__Task item 1__.
Could you print the part of the foster care article starting at "The new law, which" and ending at "children were drugged."?
__Task item 2__.
How would you render this sentence from the foster care article in Spanish: "The new law, which Davis approved Tuesday, also requires that social workers keep up-to-date medical and education records for the state's 100,000 foster children."
__Task item 3__.
Can you finish out the next part of the foster care article, picking up right after its final sentence?
-------- Document excerpt
Advertisement

Foster Children on Medication Get Protections

Share
TIMES STAFF WRITER

Gov. Gray Davis has given final approval to a bill that requires unprecedented safeguards to protect abused children in the state’s care from receiving improper and unmonitored doses of psychiatric drugs.

The new law, which Davis approved Tuesday, also requires that social workers keep up-to-date medical and education records for the state’s 100,000 foster children.

State lawmakers enacted the legislation partly in response to a Times investigation in May 1998 that found that thousands of children in California’s group and foster homes are routinely given potent psychiatric drugs, at times simply to keep them docile for their overburdened caretakers. Those responsible for the children’s welfare often did not know who put the children on these behavior-altering medications or why, and sometimes were not even aware that the children were drugged.

Advertisement

Under the new law, juvenile court judges alone may approve psychiatric medication requests and children’s medication records must accompany them to each placement. In cases in which a child has been removed from a parent’s custody because of abuse or neglect, that parent may no longer consent to the use of such drugs.

“It was just plain bizarre to have parents who didn’t care or were abusive be in charge of approving psychiatric drugs for their children,” said Sen. Debra Bowen (D-Marina del Rey), author of the bill. “This requirement is going to lead to better medical care for these kids. . . . It’s going to be harder to say, ‘We’re just going to give them a drug to calm them down.’ You’ve got to get a judge to approve that.”

The use of psychiatric medications on some of the state’s most vulnerable children was detailed as part of a series of stories looking at the plight of children taken from abused parents and placed under the state’s protection.
----------------
-------- Information
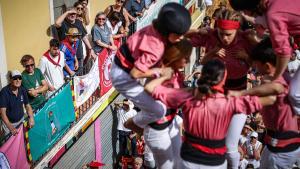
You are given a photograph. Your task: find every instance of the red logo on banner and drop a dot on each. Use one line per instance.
(104, 70)
(105, 62)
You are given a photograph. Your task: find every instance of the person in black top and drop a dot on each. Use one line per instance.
(68, 20)
(13, 98)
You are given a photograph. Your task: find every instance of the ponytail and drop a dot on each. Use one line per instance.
(212, 74)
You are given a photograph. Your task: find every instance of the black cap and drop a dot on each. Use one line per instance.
(174, 18)
(244, 4)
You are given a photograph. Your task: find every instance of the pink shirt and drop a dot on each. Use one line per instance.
(279, 116)
(233, 64)
(283, 18)
(209, 118)
(176, 81)
(147, 47)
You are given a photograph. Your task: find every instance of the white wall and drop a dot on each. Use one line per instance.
(3, 65)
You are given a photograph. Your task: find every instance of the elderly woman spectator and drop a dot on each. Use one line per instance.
(85, 12)
(135, 7)
(115, 25)
(101, 34)
(119, 7)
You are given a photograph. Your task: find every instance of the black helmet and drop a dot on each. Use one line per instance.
(244, 4)
(173, 18)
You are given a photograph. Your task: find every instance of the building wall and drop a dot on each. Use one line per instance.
(25, 25)
(3, 67)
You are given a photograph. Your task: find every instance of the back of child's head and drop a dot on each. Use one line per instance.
(212, 74)
(250, 166)
(264, 52)
(177, 51)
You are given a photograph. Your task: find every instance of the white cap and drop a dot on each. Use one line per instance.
(254, 134)
(14, 73)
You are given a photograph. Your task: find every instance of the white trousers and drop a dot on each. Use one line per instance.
(232, 139)
(294, 93)
(134, 91)
(165, 145)
(270, 160)
(189, 165)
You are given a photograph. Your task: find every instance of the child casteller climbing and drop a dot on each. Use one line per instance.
(140, 57)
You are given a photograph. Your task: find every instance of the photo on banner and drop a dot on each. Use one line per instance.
(54, 119)
(85, 86)
(105, 63)
(13, 153)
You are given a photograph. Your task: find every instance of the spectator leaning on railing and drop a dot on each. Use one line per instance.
(135, 8)
(33, 81)
(101, 34)
(119, 7)
(68, 20)
(52, 64)
(85, 15)
(69, 47)
(115, 25)
(13, 98)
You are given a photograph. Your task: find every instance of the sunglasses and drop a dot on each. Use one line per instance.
(121, 1)
(17, 78)
(31, 65)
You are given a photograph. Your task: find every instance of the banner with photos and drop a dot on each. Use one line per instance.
(85, 86)
(52, 121)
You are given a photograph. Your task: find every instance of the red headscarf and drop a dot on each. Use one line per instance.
(228, 24)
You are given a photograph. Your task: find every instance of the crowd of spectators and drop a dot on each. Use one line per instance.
(68, 54)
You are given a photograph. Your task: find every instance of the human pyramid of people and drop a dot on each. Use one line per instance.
(215, 108)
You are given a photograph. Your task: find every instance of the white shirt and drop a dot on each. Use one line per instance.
(114, 30)
(243, 164)
(123, 116)
(250, 152)
(53, 73)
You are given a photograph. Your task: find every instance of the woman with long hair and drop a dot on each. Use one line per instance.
(233, 47)
(140, 57)
(207, 113)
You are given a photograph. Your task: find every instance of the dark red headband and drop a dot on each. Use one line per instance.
(220, 86)
(228, 24)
----------------
__Response box 1__.
The new law, which Davis approved Tuesday, also requires that social workers keep up-to-date medical and education records for the state’s 100,000 foster children.

State lawmakers enacted the legislation partly in response to a Times investigation in May 1998 that found that thousands of children in California’s group and foster homes are routinely given potent psychiatric drugs, at times simply to keep them docile for their overburdened caretakers. Those responsible for the children’s welfare often did not know who put the children on these behavior-altering medications or why, and sometimes were not even aware that the children were drugged.

__Response box 2__.
La nueva ley, que Davis aprobó el martes, también exige que los trabajadores sociales mantengan actualizados los expedientes médicos y educativos de los 100.000 niños en hogares de acogida del estado.

__Response box 3__.
The Times found children who had been prescribed several types of psychiatric drugs at the same time, often in combinations and dosages that experts said were risky and could cause irreversible harm. Foster children as young as 3 were taking potentially dangerous psychiatric drugs to control “depression” or “rage.”

Bowen said the new legislation will require social workers to keep updated health and education records for every child. These records, also known as passports, must be provided to new foster parents within 30 days of a child’s initial placement in foster care and within 48 hours after a child is moved to a subsequent foster or group home. The updated records also must accompany every report submitted to the juvenile court.

The Legislature passed a law nine years ago requiring foster children to have such passports. But the state did not provide funds for the plan, so most counties never followed through.

Advertisement

Bowen said this time the counties have agreed to the requirement. Although there are no sanctions if social workers don’t keep up the passports, under the new law, the workers “have to answer in open court to a judge as to why they didn’t do it,” she said.

But the new law, while a step forward, still may leave children vulnerable to improper drugging. Though the measure now requires judges to sign off on requests to medicate children, many juvenile judges concede that they don’t know much about the medications or the doctors prescribing them. One judge said he simply must trust that the psychiatrist knows best.

Last year, Los Angeles County’s Juvenile Court began requiring all such requests to be screened by the county’s mental health unit. But judges elsewhere said they lacked the money for such a review.

Bowen said the judges need to take the next step to ensure the children in their care are protected.

“If there really is a financial problem getting outside panels to review the medication requests, they should ask the Legislature for funding,” she said.